**Request**
Write out the listing below from the line containing "the wooden bunk" to its last line, unaltered, ends included.

_ _ _ _ _ _ _

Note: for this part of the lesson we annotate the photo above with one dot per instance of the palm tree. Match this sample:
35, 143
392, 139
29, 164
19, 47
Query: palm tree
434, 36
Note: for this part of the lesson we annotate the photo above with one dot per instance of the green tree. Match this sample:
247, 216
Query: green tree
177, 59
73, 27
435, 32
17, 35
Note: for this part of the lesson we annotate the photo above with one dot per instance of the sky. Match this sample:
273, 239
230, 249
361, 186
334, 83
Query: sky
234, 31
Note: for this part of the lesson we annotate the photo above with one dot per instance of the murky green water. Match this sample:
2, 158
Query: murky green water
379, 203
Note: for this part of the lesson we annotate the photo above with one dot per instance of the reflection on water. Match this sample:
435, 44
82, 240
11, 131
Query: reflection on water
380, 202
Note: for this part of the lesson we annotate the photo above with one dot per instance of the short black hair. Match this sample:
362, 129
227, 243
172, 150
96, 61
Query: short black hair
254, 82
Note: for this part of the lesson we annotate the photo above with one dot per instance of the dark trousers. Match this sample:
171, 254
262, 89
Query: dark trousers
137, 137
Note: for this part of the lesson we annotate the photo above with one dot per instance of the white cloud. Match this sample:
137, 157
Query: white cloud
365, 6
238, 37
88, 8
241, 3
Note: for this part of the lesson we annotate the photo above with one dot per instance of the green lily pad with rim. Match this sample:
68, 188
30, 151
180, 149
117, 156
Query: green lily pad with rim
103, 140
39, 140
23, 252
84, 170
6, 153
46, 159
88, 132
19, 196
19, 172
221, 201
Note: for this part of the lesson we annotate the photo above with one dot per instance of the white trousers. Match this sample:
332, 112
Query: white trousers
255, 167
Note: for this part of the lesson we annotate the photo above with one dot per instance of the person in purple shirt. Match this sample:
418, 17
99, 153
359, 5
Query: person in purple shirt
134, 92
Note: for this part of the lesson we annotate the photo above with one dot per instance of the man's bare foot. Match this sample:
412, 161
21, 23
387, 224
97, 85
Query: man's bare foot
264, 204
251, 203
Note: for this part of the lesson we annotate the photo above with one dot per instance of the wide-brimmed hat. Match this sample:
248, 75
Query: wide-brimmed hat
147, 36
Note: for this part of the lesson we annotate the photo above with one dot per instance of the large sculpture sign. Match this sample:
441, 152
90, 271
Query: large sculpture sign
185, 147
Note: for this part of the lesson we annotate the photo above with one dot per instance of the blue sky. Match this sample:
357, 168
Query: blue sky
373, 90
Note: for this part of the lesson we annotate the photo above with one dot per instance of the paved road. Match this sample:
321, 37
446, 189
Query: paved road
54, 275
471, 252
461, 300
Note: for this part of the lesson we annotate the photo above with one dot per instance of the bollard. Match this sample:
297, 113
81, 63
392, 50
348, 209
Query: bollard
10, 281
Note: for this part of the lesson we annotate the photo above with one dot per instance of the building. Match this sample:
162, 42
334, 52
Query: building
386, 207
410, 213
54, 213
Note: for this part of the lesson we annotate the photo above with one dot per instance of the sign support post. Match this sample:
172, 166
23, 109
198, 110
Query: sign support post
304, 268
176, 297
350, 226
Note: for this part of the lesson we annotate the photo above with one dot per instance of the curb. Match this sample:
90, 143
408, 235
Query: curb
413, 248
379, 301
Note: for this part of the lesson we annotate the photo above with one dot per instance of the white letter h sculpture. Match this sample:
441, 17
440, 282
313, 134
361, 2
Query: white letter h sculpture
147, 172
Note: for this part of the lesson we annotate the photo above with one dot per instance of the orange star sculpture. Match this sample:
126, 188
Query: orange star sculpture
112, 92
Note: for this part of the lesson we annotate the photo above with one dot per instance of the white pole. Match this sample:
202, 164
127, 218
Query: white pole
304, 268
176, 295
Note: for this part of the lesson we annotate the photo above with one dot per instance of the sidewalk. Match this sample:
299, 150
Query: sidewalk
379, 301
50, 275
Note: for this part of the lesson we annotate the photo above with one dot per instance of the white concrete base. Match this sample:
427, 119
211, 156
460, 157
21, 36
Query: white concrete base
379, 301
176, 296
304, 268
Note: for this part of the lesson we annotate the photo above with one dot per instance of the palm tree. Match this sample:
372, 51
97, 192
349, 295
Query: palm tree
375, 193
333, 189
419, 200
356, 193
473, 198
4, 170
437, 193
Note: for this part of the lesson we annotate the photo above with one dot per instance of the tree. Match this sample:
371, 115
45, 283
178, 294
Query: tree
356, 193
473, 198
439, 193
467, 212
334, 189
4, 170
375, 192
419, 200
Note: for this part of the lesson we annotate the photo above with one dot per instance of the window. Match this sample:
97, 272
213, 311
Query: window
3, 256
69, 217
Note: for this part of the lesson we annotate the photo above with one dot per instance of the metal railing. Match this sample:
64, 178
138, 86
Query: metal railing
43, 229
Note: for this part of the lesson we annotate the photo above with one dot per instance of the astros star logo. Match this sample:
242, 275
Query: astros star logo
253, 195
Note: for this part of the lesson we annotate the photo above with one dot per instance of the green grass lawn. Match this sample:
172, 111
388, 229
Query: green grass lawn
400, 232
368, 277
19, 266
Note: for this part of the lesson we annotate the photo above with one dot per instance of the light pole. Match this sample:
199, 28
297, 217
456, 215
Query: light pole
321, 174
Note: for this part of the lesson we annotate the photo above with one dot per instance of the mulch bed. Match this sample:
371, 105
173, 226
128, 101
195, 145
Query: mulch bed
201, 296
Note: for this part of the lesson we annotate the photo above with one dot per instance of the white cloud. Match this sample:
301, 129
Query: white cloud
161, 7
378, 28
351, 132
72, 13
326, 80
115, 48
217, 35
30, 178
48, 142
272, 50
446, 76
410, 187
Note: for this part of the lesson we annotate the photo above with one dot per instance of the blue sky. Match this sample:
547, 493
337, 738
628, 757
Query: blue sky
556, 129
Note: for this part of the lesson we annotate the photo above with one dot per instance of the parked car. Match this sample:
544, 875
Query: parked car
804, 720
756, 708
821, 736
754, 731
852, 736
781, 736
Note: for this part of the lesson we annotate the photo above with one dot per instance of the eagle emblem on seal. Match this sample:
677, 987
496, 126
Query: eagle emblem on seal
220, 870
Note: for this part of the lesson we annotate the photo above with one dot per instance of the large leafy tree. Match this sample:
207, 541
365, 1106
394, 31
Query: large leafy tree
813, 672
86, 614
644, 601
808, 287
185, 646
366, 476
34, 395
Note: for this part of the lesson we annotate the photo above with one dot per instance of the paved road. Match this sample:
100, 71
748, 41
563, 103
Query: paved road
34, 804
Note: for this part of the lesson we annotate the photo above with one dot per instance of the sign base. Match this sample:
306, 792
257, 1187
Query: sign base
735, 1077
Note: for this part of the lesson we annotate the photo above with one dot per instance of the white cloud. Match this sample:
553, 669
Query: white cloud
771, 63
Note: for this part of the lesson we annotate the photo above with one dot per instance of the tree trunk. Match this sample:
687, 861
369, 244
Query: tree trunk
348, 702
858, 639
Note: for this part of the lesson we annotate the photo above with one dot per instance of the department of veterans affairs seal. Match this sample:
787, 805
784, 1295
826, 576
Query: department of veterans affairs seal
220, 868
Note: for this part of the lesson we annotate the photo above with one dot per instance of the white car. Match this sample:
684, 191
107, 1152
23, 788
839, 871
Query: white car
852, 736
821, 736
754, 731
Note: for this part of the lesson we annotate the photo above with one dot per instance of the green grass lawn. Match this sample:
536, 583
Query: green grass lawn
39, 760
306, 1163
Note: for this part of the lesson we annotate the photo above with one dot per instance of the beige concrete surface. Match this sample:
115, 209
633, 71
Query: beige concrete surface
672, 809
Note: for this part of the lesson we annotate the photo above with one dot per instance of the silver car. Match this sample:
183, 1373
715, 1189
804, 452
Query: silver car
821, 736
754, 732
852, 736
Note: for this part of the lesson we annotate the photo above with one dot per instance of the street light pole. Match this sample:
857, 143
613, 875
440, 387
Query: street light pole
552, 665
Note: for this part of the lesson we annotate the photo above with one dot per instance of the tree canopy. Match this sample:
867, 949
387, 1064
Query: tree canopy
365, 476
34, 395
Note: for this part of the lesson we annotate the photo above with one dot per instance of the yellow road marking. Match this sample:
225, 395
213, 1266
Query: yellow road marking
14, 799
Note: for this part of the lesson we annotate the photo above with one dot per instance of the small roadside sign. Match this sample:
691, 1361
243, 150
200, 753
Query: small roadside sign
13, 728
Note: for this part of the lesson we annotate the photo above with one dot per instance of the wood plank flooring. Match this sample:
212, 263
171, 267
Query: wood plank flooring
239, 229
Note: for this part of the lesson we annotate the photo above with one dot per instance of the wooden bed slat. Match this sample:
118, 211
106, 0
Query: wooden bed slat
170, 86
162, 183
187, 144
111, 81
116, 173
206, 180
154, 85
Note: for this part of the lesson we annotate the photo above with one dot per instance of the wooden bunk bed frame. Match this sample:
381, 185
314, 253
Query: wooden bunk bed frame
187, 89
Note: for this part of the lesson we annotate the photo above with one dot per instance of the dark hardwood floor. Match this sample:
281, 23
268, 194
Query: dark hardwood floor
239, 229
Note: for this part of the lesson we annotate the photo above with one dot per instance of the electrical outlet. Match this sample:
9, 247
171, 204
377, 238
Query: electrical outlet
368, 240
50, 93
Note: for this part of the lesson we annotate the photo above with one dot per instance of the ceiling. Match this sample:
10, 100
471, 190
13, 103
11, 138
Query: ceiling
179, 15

_ _ _ _ _ _ _

**Output of the task**
Note: for this part of the lesson we annotate the photo above with one dot per instance of the wooden bunk bed frame. Match this sample:
381, 185
314, 253
Query: wooden bunk bed frame
187, 89
Note: for this part of the lesson we annotate the photo above with one dot per instance of the dark hardwood floor. Match this sample:
281, 23
268, 194
Query: dark hardwood floor
239, 229
Note: for this part of the lesson we annotate the photo above with one dot per instance of the electrical outlet. Match this sample:
9, 247
171, 204
377, 238
Query: electrical outlet
368, 240
50, 93
Note: for this part of the lesson we annotate the photo above with one dot per instance of the ceiling. Match this sample:
10, 100
471, 190
13, 103
11, 138
Query: ceiling
179, 15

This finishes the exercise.